--- BEGIN ---
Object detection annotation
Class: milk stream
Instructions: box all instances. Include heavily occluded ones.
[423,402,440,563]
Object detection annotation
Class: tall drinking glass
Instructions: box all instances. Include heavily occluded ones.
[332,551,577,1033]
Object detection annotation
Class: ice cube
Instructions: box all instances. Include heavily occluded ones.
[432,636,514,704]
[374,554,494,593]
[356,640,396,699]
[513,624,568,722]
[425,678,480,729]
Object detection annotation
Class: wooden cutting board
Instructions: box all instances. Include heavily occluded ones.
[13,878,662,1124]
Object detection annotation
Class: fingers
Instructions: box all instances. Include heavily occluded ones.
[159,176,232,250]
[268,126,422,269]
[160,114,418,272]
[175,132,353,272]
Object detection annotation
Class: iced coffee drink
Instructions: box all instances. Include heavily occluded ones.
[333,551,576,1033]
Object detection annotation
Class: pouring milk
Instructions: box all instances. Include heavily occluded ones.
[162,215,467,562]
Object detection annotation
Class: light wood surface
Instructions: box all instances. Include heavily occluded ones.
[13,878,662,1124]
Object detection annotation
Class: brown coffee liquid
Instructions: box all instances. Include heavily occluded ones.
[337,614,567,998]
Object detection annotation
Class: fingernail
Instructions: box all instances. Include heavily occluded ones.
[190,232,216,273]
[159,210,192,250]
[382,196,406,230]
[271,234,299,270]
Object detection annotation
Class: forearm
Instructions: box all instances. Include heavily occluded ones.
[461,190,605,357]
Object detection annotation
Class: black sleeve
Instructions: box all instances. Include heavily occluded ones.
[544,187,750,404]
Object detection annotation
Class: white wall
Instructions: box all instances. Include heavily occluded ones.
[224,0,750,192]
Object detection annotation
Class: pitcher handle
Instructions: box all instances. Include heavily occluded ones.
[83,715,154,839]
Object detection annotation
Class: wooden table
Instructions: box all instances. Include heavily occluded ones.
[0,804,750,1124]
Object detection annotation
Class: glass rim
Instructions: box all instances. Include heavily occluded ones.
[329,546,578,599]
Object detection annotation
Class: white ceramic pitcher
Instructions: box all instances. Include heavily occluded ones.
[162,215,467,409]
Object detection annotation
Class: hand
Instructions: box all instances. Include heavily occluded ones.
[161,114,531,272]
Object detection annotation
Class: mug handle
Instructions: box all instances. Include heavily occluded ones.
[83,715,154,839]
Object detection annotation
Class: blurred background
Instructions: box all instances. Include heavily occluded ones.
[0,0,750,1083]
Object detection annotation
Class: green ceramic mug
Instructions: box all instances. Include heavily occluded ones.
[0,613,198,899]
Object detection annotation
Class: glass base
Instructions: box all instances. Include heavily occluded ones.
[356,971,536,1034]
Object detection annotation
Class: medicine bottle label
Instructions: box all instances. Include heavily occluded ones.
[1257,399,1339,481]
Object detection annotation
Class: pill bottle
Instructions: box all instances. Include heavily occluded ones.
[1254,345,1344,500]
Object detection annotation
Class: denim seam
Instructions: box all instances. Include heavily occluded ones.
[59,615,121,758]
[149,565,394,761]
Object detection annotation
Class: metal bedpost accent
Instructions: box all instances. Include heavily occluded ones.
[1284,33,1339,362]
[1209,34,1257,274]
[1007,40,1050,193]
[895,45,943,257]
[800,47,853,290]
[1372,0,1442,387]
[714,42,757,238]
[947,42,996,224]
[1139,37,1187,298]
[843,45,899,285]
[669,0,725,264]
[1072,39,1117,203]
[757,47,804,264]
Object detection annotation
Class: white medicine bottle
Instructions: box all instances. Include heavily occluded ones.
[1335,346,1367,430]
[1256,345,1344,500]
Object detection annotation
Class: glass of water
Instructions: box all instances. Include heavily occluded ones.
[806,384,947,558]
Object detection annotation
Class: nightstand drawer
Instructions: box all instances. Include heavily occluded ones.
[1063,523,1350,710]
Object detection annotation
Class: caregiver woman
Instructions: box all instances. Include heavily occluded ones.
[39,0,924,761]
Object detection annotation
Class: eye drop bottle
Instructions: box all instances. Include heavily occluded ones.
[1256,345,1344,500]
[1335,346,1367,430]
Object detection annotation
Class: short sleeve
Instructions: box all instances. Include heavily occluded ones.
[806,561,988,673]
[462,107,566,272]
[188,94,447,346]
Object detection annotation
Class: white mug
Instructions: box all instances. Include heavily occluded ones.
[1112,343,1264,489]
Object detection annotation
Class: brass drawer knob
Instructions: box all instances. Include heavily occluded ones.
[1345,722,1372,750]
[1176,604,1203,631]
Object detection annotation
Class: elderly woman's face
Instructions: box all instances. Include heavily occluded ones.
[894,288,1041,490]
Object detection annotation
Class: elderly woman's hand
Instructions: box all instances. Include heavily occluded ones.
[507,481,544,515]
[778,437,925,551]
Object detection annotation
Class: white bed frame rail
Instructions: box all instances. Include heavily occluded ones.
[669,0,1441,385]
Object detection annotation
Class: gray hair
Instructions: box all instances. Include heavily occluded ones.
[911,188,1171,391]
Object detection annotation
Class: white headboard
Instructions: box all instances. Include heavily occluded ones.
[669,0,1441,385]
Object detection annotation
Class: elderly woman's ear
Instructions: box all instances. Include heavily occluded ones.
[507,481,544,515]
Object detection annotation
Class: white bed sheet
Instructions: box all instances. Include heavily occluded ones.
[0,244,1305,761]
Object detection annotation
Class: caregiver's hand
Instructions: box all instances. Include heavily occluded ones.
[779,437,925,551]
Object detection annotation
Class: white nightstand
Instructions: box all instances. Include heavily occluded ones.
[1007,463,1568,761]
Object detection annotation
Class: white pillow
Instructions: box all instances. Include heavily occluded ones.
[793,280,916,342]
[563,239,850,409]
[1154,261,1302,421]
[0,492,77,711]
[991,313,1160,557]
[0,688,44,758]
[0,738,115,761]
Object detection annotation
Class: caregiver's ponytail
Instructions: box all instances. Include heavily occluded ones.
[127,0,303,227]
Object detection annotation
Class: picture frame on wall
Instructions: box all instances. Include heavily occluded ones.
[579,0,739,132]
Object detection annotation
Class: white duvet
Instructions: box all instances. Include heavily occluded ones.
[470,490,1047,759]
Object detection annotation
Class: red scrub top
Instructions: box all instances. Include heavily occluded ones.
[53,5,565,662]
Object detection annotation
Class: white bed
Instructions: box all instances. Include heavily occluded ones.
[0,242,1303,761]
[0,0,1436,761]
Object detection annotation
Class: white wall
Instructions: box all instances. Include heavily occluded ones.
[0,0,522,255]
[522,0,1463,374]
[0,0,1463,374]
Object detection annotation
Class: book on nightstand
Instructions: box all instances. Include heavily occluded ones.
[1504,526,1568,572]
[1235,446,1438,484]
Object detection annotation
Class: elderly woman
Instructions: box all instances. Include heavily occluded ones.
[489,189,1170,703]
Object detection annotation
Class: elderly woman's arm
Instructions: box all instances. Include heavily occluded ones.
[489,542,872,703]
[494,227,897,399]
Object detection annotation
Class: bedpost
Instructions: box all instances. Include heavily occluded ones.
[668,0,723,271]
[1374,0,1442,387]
--- END ---
**What is expected**
Please return every line above that contains the word "white", copying each one in full. Case counts.

**Response to this task**
Class: white wall
Class: white ceramic pitcher
Class: white medicine bottle
Class: white mug
Class: white bed frame rail
Class: white headboard
Class: white bed sheet
Class: white nightstand
Class: white pillow
Class: white duvet
Class: white bed
Class: white wall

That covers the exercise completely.